Task to carry out: Which lines in the rows below contain the string "params"? Report each of those lines in full.
-- start Record list --
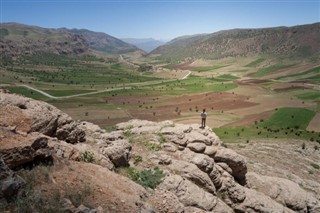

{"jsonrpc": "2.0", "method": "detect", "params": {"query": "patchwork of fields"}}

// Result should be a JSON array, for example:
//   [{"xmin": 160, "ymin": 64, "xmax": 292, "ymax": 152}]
[{"xmin": 0, "ymin": 55, "xmax": 320, "ymax": 143}]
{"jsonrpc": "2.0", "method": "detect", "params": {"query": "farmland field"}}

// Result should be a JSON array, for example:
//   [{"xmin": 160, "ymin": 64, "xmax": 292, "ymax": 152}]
[{"xmin": 0, "ymin": 55, "xmax": 320, "ymax": 138}]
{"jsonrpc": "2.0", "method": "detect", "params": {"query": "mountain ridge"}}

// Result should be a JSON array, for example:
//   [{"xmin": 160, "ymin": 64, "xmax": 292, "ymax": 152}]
[
  {"xmin": 150, "ymin": 22, "xmax": 320, "ymax": 60},
  {"xmin": 0, "ymin": 22, "xmax": 141, "ymax": 58},
  {"xmin": 121, "ymin": 38, "xmax": 166, "ymax": 52}
]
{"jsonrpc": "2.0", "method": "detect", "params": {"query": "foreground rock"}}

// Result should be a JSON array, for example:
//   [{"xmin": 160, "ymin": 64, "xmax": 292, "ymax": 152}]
[
  {"xmin": 0, "ymin": 158, "xmax": 25, "ymax": 204},
  {"xmin": 0, "ymin": 93, "xmax": 85, "ymax": 143},
  {"xmin": 0, "ymin": 90, "xmax": 319, "ymax": 213}
]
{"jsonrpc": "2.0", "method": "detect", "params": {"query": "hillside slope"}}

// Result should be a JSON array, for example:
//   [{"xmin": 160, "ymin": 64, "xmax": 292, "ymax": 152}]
[
  {"xmin": 121, "ymin": 38, "xmax": 165, "ymax": 52},
  {"xmin": 0, "ymin": 90, "xmax": 320, "ymax": 213},
  {"xmin": 151, "ymin": 23, "xmax": 320, "ymax": 60},
  {"xmin": 0, "ymin": 23, "xmax": 139, "ymax": 57},
  {"xmin": 60, "ymin": 28, "xmax": 138, "ymax": 54}
]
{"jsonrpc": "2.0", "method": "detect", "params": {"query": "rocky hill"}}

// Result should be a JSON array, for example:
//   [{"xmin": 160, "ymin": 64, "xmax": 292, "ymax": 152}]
[
  {"xmin": 0, "ymin": 92, "xmax": 320, "ymax": 213},
  {"xmin": 121, "ymin": 38, "xmax": 165, "ymax": 53},
  {"xmin": 60, "ymin": 28, "xmax": 139, "ymax": 54},
  {"xmin": 0, "ymin": 23, "xmax": 138, "ymax": 57},
  {"xmin": 151, "ymin": 23, "xmax": 320, "ymax": 60}
]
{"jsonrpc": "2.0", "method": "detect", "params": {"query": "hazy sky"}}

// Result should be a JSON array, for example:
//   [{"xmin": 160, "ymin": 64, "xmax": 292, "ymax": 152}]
[{"xmin": 0, "ymin": 0, "xmax": 320, "ymax": 39}]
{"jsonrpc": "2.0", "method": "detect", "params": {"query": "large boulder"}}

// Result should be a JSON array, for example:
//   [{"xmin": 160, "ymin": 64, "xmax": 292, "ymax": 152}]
[
  {"xmin": 0, "ymin": 93, "xmax": 85, "ymax": 143},
  {"xmin": 0, "ymin": 136, "xmax": 52, "ymax": 169},
  {"xmin": 100, "ymin": 139, "xmax": 132, "ymax": 167},
  {"xmin": 159, "ymin": 175, "xmax": 217, "ymax": 211},
  {"xmin": 214, "ymin": 147, "xmax": 247, "ymax": 183},
  {"xmin": 0, "ymin": 158, "xmax": 25, "ymax": 203},
  {"xmin": 168, "ymin": 160, "xmax": 216, "ymax": 194}
]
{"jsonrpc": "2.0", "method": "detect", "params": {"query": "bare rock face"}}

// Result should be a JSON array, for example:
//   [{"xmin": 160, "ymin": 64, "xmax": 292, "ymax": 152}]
[
  {"xmin": 214, "ymin": 147, "xmax": 247, "ymax": 182},
  {"xmin": 101, "ymin": 140, "xmax": 131, "ymax": 167},
  {"xmin": 0, "ymin": 158, "xmax": 25, "ymax": 203},
  {"xmin": 0, "ymin": 93, "xmax": 85, "ymax": 143},
  {"xmin": 0, "ymin": 137, "xmax": 52, "ymax": 169},
  {"xmin": 0, "ymin": 94, "xmax": 320, "ymax": 213},
  {"xmin": 169, "ymin": 160, "xmax": 216, "ymax": 194},
  {"xmin": 159, "ymin": 175, "xmax": 217, "ymax": 211}
]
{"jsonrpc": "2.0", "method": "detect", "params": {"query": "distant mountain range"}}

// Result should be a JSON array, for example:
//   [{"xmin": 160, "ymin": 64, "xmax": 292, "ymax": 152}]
-- end Record list --
Task response:
{"jsonrpc": "2.0", "method": "detect", "params": {"query": "patchwork of fields"}}
{"jsonrpc": "2.0", "method": "detect", "params": {"query": "farmland field"}}
{"jsonrpc": "2.0", "method": "detect", "params": {"query": "mountain ridge"}}
{"jsonrpc": "2.0", "method": "detect", "params": {"query": "foreground rock"}}
{"jsonrpc": "2.0", "method": "detect", "params": {"query": "hillside slope"}}
{"jsonrpc": "2.0", "method": "detect", "params": {"query": "rocky hill"}}
{"jsonrpc": "2.0", "method": "detect", "params": {"query": "hazy sky"}}
{"jsonrpc": "2.0", "method": "detect", "params": {"query": "large boulder"}}
{"jsonrpc": "2.0", "method": "detect", "params": {"query": "bare rock face"}}
{"jsonrpc": "2.0", "method": "detect", "params": {"query": "distant mountain range"}}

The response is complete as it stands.